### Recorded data
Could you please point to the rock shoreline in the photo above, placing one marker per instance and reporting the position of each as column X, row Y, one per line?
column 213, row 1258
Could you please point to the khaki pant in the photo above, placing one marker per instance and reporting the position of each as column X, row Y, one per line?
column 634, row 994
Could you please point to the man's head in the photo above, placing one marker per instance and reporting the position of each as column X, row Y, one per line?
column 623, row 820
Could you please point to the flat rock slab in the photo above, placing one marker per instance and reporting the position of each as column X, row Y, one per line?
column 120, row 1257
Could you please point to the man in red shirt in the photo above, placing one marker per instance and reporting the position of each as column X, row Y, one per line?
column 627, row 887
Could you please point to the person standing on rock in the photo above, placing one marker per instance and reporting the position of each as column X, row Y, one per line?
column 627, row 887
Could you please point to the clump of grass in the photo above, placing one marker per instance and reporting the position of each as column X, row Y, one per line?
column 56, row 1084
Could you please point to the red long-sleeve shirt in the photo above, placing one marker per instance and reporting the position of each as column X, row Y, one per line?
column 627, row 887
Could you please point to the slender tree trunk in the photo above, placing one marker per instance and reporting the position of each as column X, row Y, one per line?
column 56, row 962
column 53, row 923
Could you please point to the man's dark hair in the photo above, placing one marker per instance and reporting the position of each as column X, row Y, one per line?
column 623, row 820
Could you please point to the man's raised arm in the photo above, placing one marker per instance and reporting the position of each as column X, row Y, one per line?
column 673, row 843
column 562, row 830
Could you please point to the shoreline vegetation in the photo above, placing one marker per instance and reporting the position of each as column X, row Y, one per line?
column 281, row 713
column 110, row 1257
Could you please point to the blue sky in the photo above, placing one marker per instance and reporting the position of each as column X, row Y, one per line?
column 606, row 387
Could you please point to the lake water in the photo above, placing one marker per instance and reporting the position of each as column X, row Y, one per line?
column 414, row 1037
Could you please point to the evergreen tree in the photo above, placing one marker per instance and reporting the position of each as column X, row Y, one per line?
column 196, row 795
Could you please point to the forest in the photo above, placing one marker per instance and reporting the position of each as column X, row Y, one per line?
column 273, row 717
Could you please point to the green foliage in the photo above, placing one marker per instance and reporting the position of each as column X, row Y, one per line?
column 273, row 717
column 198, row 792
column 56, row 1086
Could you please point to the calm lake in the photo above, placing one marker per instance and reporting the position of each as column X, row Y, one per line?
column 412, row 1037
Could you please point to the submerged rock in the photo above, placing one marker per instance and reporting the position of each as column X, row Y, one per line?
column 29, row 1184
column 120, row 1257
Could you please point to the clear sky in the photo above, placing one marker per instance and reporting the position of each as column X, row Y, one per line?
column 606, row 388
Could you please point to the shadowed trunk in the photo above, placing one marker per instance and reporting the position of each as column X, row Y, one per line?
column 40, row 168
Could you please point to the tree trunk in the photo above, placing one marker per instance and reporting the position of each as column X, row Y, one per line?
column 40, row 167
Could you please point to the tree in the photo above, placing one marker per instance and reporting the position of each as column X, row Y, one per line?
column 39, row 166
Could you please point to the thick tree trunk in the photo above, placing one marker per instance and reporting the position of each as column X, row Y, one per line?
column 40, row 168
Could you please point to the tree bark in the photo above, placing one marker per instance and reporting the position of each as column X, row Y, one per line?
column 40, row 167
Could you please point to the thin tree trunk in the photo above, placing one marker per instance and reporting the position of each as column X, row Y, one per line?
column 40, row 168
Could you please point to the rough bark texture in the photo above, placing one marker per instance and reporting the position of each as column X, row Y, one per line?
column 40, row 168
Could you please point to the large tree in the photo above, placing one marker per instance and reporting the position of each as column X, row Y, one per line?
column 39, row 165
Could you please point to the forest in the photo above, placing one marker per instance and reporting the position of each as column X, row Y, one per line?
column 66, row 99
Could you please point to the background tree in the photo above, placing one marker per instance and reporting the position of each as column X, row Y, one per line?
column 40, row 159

### Given instruction
Update the items above so that every occurrence of "placing one marker per instance" reads "marking each instance with a single point", leaving all other text unchanged.

### The response
Could you please point to the rock shoreline in the photo above, marking each instance with a single point and reporting the position of each as column X, row Y, one per line?
column 213, row 1258
Could you please point to the khaki pant in the photo above, marking each instance with a single point and reporting the position of each as column X, row Y, one per line?
column 634, row 994
Could you please point to the man's head in the photo above, marking each instance with a single point and reporting the position of each as column X, row Y, one per line?
column 623, row 820
Could you please point to the flat rock slab in the photo above, marking each instance with a single point and reporting the position of each as column X, row Y, one per line?
column 120, row 1257
Could you please point to the man in red shirt in the photo above, marking each instance with a single point and reporting the position of each as column X, row Y, one per line?
column 627, row 887
Could you please point to the person standing on rock in the photo above, marking each instance with a single point and reporting the position of each as column X, row Y, one per line?
column 627, row 887
Could you please point to the clump of grass in the photo above, marking each instance with a single point and reporting the position of each as column X, row Y, one per line?
column 56, row 1084
Could you please point to the red long-sleeve shirt in the photo above, marking each instance with a single point and reporting the position of each as column X, row Y, one per line?
column 627, row 887
Could you please point to the slender tree trunk in the photo above, marking each instance with a single point and reporting the position of each as column X, row Y, one per line?
column 56, row 962
column 53, row 923
Could you please point to the man's dark hair in the photo above, marking each instance with a single point and reporting the position of each as column X, row Y, one per line?
column 623, row 820
Could you please point to the man's raised arm in the photo above, marking each instance with a single point and reporting the position of each as column X, row Y, one per line?
column 673, row 843
column 562, row 830
Could you please point to the shoreline vegetation in the photo above, marking each instance with a single point and reporting the position of each as column X, row Y, one per line?
column 281, row 713
column 110, row 1257
Could you please point to the blue sky in the photo above, marking each instance with a single point and reporting the position of each as column X, row Y, one per line?
column 606, row 387
Could you please point to the lake water in the photo above, marking each instance with a single point and reporting the position of each as column X, row Y, one per line?
column 414, row 1037
Could you please point to the evergreen tree in the photo above, marking each instance with a single point and reporting the position of each as column X, row Y, one per line?
column 196, row 795
Could you please point to the forest in the photo above, marking each instance with a single point and reporting the position of each as column X, row Y, one per line?
column 273, row 717
Could you please point to the green foliage in the photo above, marking each instance with a single point and reporting the position of each as column X, row Y, one per line?
column 273, row 717
column 198, row 792
column 56, row 1086
Could you please point to the calm lake in the photo above, marking each instance with a single point and reporting the position of each as column X, row Y, one per line?
column 412, row 1037
Could you please point to the submerged rock in the photo above, marking each instance with a single point and reporting the position of each as column X, row Y, one per line?
column 29, row 1184
column 120, row 1257
Could you please point to the clear sky in the photo above, marking each instance with a single point and reporting the position of each as column X, row Y, one per line?
column 606, row 388
Could you please point to the shadowed trunk in the photo above, marking each instance with a single point and reporting the position of each as column X, row Y, one per line?
column 40, row 168
Could you please point to the tree trunk in the photo above, marking each instance with a single point and reporting the position of each as column X, row Y, one per line?
column 40, row 167
Could you please point to the tree in the photo above, marking each instance with a single point and reporting the position of each as column X, row Y, one per line?
column 39, row 166
Could you please point to the thick tree trunk in the photo above, marking each instance with a single point and reporting the position of each as column X, row Y, one per line?
column 40, row 168
Could you please point to the tree bark in the photo above, marking each instance with a single point and reporting the position of each as column X, row Y, one per line?
column 40, row 167
Could you please point to the thin tree trunk in the photo above, marking each instance with a single point and reporting the position of each as column X, row Y, one per line?
column 40, row 168
Could you please point to the rough bark texture in the photo above, marking each instance with a single point and reporting the position of each as column X, row Y, one per line?
column 40, row 168
Could you please point to the large tree in the photo above, marking each instance with a single point and reporting the position of each as column X, row Y, one per line?
column 39, row 165
Could you please point to the forest in the photo above, marking each instance with a single point and reporting the position of each as column X, row Y, one per line?
column 66, row 99
Could you please point to the background tree in the photo above, marking each instance with a single point and reporting the position of each as column X, row Y, one per line?
column 40, row 159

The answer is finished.